◆ **Work required**: Copy the data from the line containing "Could you please outline every instance of the toddler's" down through the end, replacing "sample" with "example" and keeping everything else the same. Leave out the pictures.
##### Input #####
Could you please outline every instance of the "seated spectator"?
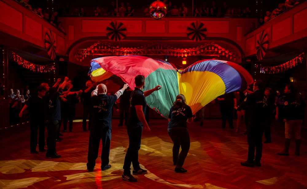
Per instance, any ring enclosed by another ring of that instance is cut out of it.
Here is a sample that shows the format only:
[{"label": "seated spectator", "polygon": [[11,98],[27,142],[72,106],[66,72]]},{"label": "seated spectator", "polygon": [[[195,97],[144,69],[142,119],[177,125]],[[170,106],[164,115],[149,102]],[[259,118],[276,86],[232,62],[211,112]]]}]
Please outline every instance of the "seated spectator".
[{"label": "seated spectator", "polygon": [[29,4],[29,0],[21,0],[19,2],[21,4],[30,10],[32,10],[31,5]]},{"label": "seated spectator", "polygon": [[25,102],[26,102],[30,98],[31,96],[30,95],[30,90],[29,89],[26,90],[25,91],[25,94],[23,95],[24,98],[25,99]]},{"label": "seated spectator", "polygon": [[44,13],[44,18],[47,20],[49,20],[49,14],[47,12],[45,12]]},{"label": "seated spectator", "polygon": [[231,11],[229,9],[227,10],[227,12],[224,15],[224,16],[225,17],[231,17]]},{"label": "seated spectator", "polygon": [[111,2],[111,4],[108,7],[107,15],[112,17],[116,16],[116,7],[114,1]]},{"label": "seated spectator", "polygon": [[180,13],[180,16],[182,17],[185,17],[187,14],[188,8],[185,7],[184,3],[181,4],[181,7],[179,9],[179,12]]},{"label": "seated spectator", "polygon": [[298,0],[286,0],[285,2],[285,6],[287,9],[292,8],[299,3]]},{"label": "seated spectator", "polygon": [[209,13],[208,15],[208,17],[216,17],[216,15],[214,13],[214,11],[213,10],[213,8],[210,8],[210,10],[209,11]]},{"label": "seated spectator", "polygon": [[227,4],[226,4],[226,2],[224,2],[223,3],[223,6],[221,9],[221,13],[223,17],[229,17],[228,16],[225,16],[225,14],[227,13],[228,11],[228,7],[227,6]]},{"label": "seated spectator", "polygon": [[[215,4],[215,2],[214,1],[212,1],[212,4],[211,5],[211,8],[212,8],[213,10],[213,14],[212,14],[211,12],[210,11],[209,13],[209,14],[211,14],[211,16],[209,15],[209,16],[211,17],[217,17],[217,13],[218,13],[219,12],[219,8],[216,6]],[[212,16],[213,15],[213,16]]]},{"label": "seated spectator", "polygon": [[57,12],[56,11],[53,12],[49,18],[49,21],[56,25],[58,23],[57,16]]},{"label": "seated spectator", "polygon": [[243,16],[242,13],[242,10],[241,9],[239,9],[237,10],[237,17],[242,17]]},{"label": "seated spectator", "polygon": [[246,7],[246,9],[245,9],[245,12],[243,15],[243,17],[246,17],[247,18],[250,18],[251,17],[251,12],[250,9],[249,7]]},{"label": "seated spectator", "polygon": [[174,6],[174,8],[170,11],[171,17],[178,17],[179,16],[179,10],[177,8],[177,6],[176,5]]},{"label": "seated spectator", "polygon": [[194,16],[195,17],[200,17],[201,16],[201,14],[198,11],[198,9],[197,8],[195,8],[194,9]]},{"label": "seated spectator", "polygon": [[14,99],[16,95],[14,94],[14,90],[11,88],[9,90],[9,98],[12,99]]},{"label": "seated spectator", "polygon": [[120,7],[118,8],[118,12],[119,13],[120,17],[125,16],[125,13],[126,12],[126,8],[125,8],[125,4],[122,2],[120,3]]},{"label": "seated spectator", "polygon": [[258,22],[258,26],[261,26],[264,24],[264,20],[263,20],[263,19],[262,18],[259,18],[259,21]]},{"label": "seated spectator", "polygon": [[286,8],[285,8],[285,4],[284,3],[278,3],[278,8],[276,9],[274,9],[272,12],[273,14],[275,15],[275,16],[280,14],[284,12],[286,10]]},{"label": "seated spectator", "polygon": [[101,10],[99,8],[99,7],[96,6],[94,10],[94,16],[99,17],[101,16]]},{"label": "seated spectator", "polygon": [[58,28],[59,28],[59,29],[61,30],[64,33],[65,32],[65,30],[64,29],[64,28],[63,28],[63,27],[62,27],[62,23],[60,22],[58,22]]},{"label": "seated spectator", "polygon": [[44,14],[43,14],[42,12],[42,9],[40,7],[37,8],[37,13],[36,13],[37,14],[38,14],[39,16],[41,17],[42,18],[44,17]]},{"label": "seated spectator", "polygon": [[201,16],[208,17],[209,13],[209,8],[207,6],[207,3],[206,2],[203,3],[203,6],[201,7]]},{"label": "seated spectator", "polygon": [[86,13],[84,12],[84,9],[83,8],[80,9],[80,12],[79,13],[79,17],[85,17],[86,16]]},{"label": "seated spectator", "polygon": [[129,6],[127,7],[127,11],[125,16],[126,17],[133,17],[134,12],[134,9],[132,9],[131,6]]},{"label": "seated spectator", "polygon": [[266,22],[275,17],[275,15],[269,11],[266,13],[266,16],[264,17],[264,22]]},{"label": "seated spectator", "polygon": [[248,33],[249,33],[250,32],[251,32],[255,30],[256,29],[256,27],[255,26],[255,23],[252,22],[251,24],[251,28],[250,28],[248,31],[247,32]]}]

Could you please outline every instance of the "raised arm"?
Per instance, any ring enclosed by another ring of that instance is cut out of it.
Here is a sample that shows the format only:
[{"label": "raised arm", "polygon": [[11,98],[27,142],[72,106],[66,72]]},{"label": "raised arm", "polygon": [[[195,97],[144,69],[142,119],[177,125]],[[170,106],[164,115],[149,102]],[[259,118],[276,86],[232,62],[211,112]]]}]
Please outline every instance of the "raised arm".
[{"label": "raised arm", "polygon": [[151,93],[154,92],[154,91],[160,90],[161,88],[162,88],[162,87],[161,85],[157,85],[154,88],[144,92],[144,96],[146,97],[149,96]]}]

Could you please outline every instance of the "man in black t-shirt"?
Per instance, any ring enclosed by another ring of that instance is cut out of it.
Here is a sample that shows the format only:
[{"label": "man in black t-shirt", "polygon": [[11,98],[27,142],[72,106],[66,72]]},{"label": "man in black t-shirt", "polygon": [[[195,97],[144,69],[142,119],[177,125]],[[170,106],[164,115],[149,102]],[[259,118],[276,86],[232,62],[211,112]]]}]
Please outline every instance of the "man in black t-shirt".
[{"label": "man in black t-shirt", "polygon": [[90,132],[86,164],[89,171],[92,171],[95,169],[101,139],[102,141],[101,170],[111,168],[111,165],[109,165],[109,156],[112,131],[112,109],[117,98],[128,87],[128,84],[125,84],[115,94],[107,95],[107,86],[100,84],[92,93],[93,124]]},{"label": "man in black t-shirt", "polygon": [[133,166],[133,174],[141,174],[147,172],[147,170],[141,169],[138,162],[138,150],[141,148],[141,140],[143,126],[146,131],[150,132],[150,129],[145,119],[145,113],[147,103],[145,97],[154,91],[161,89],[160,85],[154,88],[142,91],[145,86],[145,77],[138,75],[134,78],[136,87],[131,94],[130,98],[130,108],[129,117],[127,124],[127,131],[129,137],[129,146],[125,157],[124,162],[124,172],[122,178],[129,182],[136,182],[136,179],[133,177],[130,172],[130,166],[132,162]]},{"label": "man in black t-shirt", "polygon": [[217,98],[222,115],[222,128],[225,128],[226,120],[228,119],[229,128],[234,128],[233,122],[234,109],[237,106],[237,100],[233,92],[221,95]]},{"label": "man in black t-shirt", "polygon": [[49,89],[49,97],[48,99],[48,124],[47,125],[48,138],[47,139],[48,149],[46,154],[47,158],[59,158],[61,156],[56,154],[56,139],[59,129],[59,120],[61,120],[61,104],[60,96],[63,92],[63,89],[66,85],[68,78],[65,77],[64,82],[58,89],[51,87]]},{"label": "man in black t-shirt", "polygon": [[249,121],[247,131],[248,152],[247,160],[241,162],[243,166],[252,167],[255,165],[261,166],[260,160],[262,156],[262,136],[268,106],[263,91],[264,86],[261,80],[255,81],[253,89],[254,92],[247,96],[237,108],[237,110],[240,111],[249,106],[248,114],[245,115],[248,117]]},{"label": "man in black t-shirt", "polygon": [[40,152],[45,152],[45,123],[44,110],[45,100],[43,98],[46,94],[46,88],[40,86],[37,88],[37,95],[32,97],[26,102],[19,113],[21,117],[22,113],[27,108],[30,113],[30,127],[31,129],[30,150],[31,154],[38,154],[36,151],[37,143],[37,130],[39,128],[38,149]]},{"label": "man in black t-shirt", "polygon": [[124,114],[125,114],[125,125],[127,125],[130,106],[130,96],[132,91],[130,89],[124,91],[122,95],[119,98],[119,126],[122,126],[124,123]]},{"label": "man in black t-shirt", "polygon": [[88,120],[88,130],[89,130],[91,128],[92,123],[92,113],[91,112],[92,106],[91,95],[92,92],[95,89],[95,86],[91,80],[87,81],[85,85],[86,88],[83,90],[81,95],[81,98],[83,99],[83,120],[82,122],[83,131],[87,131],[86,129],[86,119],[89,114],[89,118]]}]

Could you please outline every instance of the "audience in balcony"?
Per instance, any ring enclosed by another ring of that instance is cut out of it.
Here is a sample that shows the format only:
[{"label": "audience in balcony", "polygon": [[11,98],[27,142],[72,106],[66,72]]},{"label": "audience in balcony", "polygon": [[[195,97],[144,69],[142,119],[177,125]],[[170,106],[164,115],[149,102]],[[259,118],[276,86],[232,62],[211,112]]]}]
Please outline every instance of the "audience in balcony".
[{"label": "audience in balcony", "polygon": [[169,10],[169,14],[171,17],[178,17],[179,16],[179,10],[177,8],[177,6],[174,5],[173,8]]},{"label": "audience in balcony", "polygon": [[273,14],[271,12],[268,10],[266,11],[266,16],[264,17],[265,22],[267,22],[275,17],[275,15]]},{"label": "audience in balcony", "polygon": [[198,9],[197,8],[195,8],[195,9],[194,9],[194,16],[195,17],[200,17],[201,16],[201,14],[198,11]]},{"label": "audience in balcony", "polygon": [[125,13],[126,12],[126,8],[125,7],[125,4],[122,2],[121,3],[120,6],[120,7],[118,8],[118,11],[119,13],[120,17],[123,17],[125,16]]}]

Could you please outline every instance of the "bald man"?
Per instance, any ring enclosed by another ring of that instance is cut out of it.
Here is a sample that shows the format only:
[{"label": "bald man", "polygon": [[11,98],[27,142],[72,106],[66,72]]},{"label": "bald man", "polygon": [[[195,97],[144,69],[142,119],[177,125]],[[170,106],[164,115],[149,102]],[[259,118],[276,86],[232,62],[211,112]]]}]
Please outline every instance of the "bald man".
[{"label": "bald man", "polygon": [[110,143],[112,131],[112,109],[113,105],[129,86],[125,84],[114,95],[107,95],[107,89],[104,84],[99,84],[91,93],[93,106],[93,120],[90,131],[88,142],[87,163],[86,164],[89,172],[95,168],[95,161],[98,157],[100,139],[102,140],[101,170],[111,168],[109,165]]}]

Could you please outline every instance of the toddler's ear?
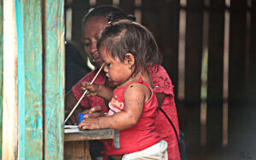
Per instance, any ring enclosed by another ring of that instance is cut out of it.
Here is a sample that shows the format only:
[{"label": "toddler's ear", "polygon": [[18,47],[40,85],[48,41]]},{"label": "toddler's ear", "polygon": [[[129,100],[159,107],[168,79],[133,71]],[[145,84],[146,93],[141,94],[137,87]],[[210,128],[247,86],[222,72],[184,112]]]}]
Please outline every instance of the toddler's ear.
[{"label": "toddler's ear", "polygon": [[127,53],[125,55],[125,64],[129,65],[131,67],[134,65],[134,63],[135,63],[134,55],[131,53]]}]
#####
◆ **Response to this exercise**:
Could you please outline every instance of the toddler's ear?
Per instance, any ring enclosed by another ring of that instance is cut out of it.
Here is a example that shows the format only:
[{"label": "toddler's ear", "polygon": [[18,47],[40,85],[48,41]]},{"label": "toddler's ear", "polygon": [[[129,100],[159,107],[168,79],[133,71]],[[145,84],[146,93],[141,94],[137,87]],[[210,128],[247,86],[222,72],[184,112]]]}]
Please outline every instance of the toddler's ear.
[{"label": "toddler's ear", "polygon": [[127,53],[125,55],[125,64],[129,65],[131,67],[134,65],[134,63],[135,63],[134,55],[131,53]]}]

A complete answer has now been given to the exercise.